### DIRECTIONS
Scan the records for the string "handle" and copy every line that holds it.

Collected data
+++++
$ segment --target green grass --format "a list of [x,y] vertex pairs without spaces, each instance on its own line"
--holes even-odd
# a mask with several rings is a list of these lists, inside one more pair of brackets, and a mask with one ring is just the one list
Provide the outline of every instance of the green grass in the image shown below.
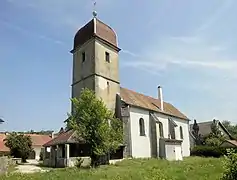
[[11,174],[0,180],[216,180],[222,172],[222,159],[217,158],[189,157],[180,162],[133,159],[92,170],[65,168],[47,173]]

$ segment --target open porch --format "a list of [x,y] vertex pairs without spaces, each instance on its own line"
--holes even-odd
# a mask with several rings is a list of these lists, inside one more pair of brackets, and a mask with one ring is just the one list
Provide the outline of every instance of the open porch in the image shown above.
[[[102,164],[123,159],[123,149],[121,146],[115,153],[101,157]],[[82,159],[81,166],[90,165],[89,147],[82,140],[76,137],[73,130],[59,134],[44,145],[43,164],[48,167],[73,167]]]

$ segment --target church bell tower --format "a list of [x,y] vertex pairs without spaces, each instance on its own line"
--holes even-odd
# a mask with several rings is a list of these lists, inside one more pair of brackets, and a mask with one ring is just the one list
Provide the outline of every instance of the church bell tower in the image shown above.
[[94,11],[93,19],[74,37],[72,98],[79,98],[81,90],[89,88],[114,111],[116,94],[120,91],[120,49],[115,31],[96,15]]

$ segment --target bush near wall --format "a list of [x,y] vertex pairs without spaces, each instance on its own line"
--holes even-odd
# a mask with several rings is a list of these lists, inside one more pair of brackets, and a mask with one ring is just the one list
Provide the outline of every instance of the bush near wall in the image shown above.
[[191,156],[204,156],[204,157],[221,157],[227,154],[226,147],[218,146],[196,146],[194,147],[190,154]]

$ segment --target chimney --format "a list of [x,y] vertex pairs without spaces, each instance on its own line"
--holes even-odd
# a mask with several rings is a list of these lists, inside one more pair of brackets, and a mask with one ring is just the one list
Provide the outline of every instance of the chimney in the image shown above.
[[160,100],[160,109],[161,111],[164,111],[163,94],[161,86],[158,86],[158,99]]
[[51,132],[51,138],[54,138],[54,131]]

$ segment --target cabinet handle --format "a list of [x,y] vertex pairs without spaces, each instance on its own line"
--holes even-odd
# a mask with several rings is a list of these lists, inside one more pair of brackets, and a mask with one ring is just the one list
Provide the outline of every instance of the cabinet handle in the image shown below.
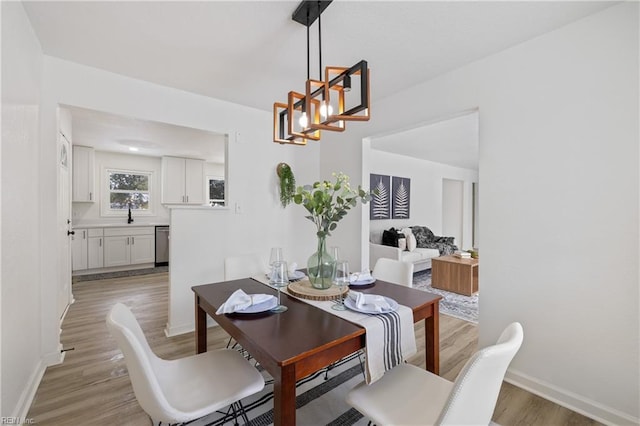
+++++
### RESPONSE
$ segment --target cabinet handle --format "a list of [x,y] vertex pairs without spaces, each instance on its own line"
Provide the outline of every instance of the cabinet handle in the image shown below.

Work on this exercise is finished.